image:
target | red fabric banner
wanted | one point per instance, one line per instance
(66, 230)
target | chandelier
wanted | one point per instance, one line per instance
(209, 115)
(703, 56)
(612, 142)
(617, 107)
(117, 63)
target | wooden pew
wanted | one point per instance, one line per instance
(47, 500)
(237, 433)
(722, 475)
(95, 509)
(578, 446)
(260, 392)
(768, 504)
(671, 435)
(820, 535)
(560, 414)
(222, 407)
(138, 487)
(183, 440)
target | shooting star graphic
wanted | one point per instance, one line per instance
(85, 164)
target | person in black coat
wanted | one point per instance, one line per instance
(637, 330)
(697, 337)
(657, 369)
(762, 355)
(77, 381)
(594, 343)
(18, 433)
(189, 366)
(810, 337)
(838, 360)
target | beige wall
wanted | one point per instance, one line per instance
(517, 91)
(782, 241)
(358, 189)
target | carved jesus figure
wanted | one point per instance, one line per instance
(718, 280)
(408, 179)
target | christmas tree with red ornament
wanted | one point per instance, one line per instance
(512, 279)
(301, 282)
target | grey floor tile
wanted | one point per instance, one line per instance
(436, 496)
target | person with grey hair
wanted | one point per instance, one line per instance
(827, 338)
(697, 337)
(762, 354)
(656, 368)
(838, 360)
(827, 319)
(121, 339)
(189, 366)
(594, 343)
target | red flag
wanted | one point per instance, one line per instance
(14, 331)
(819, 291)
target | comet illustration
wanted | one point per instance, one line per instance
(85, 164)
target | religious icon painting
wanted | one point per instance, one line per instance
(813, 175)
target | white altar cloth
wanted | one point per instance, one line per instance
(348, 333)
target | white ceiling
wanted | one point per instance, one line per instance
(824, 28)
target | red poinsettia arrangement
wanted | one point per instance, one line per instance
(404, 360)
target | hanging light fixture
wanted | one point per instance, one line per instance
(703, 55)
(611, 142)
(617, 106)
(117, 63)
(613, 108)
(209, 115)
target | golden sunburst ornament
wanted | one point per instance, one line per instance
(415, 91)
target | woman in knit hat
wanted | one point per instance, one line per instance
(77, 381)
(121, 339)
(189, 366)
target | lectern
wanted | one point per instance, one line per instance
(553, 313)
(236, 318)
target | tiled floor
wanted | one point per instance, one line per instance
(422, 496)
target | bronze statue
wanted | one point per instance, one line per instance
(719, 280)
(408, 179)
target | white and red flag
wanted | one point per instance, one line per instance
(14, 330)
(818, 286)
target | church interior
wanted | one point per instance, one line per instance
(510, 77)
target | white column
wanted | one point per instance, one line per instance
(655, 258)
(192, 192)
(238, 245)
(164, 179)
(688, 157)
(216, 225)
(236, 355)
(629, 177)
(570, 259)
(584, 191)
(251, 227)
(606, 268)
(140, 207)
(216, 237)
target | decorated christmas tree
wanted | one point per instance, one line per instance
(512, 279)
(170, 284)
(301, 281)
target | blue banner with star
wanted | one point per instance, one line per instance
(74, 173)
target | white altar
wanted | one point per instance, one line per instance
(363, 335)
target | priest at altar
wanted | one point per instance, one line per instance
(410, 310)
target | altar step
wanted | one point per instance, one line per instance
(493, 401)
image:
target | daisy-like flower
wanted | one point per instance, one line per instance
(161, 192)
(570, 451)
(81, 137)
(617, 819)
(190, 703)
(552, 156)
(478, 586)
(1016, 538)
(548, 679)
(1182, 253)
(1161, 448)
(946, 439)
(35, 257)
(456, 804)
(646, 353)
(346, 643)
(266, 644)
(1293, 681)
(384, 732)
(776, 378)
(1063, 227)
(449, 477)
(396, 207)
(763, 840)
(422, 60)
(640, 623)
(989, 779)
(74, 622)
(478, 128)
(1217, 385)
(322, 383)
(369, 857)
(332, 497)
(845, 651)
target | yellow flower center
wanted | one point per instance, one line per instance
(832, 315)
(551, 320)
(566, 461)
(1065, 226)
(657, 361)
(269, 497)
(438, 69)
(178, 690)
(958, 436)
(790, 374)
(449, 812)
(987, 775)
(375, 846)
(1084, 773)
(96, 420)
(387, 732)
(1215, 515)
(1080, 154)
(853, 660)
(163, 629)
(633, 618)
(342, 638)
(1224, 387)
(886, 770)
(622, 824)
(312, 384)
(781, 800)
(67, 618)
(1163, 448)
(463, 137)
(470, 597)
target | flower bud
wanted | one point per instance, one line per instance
________________________________________
Would you give again, word for word, every line from the one with "target | yellow flower center" through the final line of the listing above?

■ FINISHED TASK
target | yellow flower center
wanted | one point per instance, one line per instance
(832, 315)
(551, 320)
(566, 461)
(1065, 226)
(657, 361)
(269, 497)
(438, 69)
(178, 690)
(958, 436)
(790, 374)
(449, 812)
(987, 775)
(375, 846)
(1084, 773)
(96, 420)
(387, 732)
(1215, 515)
(1080, 154)
(853, 660)
(163, 629)
(633, 618)
(342, 638)
(1224, 387)
(886, 770)
(622, 824)
(312, 384)
(781, 800)
(67, 618)
(1163, 448)
(463, 137)
(470, 597)
target | flower bud
wanted | one point per instance, one line per instance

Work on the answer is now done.